The line containing "the boy's open" marks where to begin; quote it and every line after it through the end of the data, exactly as written.

= = = = = = =

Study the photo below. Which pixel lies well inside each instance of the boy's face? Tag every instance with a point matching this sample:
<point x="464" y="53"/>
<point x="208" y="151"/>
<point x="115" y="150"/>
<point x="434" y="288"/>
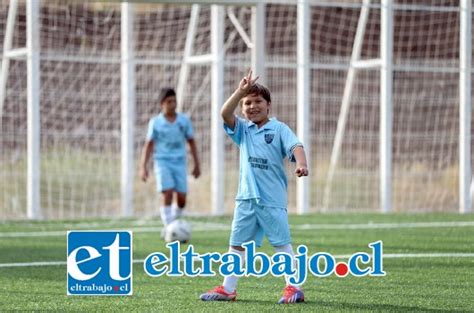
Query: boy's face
<point x="168" y="105"/>
<point x="255" y="108"/>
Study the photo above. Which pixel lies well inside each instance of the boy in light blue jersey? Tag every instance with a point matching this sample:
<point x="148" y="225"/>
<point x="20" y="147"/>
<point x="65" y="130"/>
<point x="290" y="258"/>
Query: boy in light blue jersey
<point x="261" y="199"/>
<point x="166" y="137"/>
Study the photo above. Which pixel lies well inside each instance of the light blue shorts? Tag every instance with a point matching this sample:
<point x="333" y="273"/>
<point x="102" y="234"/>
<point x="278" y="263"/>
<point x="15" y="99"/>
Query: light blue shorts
<point x="171" y="174"/>
<point x="252" y="221"/>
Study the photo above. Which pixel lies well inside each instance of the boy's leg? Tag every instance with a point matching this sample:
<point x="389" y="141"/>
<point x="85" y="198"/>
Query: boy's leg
<point x="274" y="222"/>
<point x="244" y="229"/>
<point x="179" y="170"/>
<point x="165" y="210"/>
<point x="230" y="282"/>
<point x="164" y="184"/>
<point x="181" y="203"/>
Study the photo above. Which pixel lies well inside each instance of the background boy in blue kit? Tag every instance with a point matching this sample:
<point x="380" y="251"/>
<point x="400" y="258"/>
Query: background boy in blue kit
<point x="166" y="137"/>
<point x="261" y="201"/>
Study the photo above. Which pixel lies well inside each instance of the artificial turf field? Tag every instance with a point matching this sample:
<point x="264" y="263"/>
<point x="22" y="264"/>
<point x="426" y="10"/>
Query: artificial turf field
<point x="428" y="258"/>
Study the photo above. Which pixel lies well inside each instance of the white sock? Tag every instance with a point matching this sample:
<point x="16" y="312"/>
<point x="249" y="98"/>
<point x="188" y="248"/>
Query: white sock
<point x="230" y="282"/>
<point x="177" y="212"/>
<point x="288" y="249"/>
<point x="165" y="213"/>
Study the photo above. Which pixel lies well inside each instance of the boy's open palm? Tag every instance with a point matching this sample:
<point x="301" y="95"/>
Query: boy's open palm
<point x="247" y="82"/>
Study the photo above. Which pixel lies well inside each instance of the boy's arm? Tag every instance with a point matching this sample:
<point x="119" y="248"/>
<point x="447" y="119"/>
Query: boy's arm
<point x="146" y="153"/>
<point x="197" y="169"/>
<point x="227" y="111"/>
<point x="301" y="164"/>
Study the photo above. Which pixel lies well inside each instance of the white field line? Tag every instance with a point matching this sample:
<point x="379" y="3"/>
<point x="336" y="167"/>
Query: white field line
<point x="206" y="227"/>
<point x="344" y="256"/>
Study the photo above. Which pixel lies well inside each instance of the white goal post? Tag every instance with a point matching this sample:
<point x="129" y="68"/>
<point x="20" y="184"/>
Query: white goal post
<point x="351" y="77"/>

= = = = = = =

* _Response to this exercise_
Study the photo above. Which pixel lies well inside each instance of the boy's open palm? Tag every instance with a point matching this sample:
<point x="301" y="95"/>
Query: boy's open palm
<point x="247" y="82"/>
Study the photo above. Which pixel lies well inside each instance of the boy's arm? Tag every instance with a point matching this sample:
<point x="119" y="248"/>
<point x="447" y="119"/>
Query: boy's arm
<point x="146" y="153"/>
<point x="197" y="169"/>
<point x="227" y="111"/>
<point x="301" y="164"/>
Study the photo above. Which pixel lies well inside each instance of the white field line? Tag every instance with a point matching this sample:
<point x="379" y="3"/>
<point x="336" y="167"/>
Query: white field line
<point x="206" y="227"/>
<point x="344" y="256"/>
Study the photo above. Which pixel lies well inside each instance of the white goal post? Tag every instance with a point matching this sample:
<point x="129" y="68"/>
<point x="20" y="184"/>
Query: white goal post
<point x="351" y="77"/>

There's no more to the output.